## YOUR TASK
Proceed with the blog post on Pentecost and ecstasy, picking up right after its final sentence.

====== PASSAGE

Pentecost and Ecstasy

Pentecost and Ecstasy January 1, 2016
Image credit: Shutterstock
Image credit: Shutterstock

A reader of my blog named Paul emailed me the following question:

I realize this is a difficult question to answer because of its lack of specificity, however any thoughts would be greatly appreciated.  The Pentecostal experience of being baptized in the Holy Spirit, is it the same thing as experiencing the ecstasy of God?

Thanks for your question, even though it does indeed lack specificity! It’s a huge question, and I doubt that I can do it justice. So here are just a few thoughts, and I hope they’ll be helpful.

First, a bit of disclosure: I am mildly allergic to the word “experience.” It’s such a broad and vague word, and I think people use it in a variety of ways, not all of which are necessarily helpful for those of us seeking intimacy with God. And I’m not the only one with this allergy: in her book Silence, the Anglican solitary Maggie Ross has this to say:

Ancient, patristic, and medieval writers were extremely wary of “experience” in the modern sense, and of the virtual, skewed, illusory, repetitive, and encapsulating nature of the self-conscious mind, especially in matters of the spirit. They particularly understood that when self-consciousness is suspended there can be no experience. This is contrary to the modern sense of the word, which makes self-authenticating claims, e.g., “Of course it’s true that I was abducted by aliens: I experienced it.”

In other words, whatever we might experience may or may not have anything to do with God, or with contemplation, or with Divine Union. That’s because experience implies self-consciousness, whereas a genuine encounter with God will impel us away from self-consciousness. So there’s good reason to believe that authentic contemplation happens at a level deeper than ordinary conscious experience.

============
====== GIVEN RECORDS

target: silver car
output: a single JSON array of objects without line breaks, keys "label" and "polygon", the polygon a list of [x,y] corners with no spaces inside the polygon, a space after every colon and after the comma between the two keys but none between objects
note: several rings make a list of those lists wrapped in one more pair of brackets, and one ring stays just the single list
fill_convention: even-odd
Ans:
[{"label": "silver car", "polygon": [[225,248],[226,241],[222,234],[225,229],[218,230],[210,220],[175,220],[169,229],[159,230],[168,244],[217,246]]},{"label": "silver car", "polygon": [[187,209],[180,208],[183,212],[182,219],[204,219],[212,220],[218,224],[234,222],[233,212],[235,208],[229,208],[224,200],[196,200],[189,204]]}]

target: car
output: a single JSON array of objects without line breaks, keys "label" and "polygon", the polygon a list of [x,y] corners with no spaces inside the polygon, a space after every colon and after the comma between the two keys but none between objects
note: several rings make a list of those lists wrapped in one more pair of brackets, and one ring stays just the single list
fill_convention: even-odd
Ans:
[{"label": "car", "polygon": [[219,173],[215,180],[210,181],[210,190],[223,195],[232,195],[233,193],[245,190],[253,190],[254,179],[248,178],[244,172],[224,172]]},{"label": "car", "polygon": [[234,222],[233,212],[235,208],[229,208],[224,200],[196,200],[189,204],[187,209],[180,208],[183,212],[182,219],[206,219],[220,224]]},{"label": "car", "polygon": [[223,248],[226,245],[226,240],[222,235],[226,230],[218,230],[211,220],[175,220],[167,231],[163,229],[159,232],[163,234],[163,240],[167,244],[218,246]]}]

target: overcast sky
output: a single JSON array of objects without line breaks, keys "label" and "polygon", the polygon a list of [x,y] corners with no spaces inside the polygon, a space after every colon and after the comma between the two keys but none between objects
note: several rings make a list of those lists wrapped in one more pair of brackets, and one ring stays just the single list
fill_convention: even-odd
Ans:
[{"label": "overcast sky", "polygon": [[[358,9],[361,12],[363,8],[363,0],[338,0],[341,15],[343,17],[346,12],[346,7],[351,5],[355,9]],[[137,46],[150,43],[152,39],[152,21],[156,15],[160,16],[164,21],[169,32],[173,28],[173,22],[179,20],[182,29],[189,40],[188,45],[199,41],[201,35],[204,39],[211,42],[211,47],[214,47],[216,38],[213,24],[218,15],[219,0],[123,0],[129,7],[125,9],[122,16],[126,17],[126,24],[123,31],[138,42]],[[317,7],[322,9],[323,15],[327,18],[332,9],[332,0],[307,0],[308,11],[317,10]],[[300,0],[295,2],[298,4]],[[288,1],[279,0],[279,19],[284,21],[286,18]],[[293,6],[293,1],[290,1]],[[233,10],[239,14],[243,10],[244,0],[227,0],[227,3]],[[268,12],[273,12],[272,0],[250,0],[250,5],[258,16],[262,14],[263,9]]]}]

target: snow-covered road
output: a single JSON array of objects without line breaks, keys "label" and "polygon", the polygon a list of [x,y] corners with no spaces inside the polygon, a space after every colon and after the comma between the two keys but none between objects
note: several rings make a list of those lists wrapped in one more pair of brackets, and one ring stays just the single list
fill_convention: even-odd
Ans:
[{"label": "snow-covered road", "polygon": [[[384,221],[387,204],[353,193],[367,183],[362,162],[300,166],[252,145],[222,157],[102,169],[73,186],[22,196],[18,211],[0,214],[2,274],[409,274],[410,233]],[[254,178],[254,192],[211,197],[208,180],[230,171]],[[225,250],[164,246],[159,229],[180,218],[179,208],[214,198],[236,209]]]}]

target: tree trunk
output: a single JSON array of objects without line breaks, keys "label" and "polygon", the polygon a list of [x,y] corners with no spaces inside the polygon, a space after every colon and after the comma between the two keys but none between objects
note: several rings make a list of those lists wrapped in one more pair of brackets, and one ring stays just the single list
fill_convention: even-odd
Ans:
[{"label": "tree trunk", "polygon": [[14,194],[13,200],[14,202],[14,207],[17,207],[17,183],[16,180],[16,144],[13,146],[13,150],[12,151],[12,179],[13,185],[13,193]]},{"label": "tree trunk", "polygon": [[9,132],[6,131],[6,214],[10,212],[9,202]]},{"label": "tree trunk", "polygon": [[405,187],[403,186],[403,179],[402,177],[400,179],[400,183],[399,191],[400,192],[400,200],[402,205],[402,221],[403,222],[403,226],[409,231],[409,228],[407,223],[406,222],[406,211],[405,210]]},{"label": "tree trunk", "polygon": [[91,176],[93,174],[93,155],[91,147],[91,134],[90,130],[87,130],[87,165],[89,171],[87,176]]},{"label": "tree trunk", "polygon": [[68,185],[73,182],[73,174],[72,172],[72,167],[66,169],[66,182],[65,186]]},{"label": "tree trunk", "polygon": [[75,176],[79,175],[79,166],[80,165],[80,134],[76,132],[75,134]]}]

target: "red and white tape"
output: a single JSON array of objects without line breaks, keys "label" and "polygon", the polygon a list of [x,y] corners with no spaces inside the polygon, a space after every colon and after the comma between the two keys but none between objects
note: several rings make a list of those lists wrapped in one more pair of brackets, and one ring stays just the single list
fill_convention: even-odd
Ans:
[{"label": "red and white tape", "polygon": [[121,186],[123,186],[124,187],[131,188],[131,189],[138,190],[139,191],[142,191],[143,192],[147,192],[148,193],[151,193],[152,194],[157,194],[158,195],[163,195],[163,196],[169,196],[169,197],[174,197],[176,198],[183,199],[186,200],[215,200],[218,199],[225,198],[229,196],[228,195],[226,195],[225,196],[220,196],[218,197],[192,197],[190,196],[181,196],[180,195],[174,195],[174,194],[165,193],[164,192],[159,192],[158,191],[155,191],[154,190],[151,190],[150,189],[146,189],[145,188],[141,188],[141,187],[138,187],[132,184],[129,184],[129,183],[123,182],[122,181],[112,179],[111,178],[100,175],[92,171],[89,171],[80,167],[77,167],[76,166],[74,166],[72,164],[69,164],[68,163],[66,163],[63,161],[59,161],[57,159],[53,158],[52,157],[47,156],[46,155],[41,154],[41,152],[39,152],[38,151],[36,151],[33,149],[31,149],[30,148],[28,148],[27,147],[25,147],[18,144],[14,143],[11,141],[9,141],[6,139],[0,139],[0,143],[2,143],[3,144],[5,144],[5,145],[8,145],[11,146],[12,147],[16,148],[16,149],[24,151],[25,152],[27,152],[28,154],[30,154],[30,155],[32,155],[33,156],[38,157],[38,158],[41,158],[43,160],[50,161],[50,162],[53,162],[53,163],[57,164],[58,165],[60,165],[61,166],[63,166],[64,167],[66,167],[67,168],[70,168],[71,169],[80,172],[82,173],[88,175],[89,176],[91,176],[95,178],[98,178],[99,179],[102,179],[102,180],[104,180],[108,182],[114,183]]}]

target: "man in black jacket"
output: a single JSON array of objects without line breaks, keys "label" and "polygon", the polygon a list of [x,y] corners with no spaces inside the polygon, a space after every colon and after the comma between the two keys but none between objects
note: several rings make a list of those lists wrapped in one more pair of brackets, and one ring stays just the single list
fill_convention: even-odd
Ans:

============

## ANSWER TO THIS TASK
Christian contemplatives like Richard of St. Victor speak of excessus mentis, or “suspension of self-consciousness” as the summit of the contemplative life: but such suspension implies that God is acting on us at a level deeper than our awareness. As Thomas Merton put it, speaking to God: “you will lead me by the right road though I may know nothing about it.”

So, paradoxically, my first reply to this email is “let’s try to focus on something other than experience.” Let’s focus on love, on mercy, on truth, on compassion and kindness, on humility, on prayer, on discipline. These things may not be as appealing to our “entertainment-now” culture. But God is a God of love, not a god of entertainment. We are called to respond to God’s love, no matter what it feels like.

In other words, let’s focus on God, not on experiences of God.

Okay, I’ll stop ranting now and try to say something useful in response to your question.

One of the fruits of the spirit is joy. So part of a sustained, disciplined spiritual life will be the emergence of joy. I don’t think we create joy or somehow manufacture it by our own devices. It is a fruit — a gift — a grace. Sometimes there may be factors in our lives that may impede the flow of joy: we are in pain, we are angry or depressed, we are lost in the mire of sin (our own or another’s). But the lack of joy never means that God doesn’t love us, or considers us second-rate.

God wants to give us joy.

When we lack it in our lives, the question becomes “what can I do to remove the obstacles, either of my own making or of circumstance, that gets in the way of my receiving the fulness of joy?” Yes, repenting of sin may be one necessary step to take. Setting boundaries with others may also be necessary. Or even learning to trust and accept that, even in life’s many imperfections, joy remains something God is eager to give us.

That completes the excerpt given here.